→ RECORDS PROVIDED
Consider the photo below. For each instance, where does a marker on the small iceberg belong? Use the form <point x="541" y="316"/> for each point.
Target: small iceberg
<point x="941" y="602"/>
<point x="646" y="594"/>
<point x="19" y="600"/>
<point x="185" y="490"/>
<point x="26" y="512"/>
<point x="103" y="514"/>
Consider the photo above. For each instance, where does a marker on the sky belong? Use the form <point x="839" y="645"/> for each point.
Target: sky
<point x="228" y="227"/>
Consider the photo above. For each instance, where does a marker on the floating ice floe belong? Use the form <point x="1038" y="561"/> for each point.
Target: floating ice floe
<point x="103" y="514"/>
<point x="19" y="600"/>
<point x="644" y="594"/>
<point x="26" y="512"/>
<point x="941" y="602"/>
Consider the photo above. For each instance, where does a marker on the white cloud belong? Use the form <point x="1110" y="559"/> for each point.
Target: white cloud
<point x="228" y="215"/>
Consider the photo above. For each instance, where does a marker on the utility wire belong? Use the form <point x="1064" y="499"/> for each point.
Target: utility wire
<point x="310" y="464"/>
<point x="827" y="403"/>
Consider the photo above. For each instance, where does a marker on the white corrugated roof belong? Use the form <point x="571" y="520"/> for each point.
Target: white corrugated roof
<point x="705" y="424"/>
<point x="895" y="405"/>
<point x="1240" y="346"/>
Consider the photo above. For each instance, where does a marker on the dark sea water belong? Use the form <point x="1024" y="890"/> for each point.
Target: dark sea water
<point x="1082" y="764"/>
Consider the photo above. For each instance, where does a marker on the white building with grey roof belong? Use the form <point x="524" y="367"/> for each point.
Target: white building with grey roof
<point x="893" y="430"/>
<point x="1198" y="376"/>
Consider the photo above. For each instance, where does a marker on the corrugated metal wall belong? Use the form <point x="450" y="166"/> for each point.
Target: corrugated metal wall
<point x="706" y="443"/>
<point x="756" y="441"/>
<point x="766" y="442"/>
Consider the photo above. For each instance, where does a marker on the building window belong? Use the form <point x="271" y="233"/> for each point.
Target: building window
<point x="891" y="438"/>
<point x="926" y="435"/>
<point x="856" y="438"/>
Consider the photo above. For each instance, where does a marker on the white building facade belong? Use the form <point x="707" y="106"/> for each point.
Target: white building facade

→ WORK INSTRUCTION
Search the entries for the string "Consider" and collect each line that has it.

→ ANSWER BELOW
Consider the photo below. For each instance, where does a marker on the small iceberg belong? Use the form <point x="541" y="316"/> for each point.
Consider the photo above. For each instance, where does a marker on the sky belong? Use the form <point x="839" y="645"/> for each point.
Consider the photo above. For each instance, where does a marker on the floating ice floe belong? Use the form <point x="1038" y="561"/> for each point.
Consider the photo above. For each instance, where does a marker on the white cloud belong? Use the form <point x="1110" y="559"/> for each point.
Consider the photo above. For each instance, where does a marker on the utility wire belong? Use the form <point x="1064" y="499"/> for each point.
Consider the photo above. For each instance, where does a marker on the white corrugated roof belong? Use the form <point x="571" y="520"/> for each point.
Consider the photo above. For each instance, where does a marker on the dark sea water belong? Use the form <point x="1024" y="890"/> for each point.
Consider the photo above. For each instance, where does a marker on the white building with grey roof belong? Use the form <point x="524" y="367"/> for each point.
Consider the photo above. For each instance, where does a marker on the corrugated metal wall belong? Use the form <point x="450" y="166"/> for each point.
Consider the photo above. For each instance, where does a marker on the building window belong? Use the form <point x="271" y="233"/> for each point.
Consider the photo above. For each instance, where does a marker on the white building facade belong? Use the form <point x="707" y="106"/> for each point.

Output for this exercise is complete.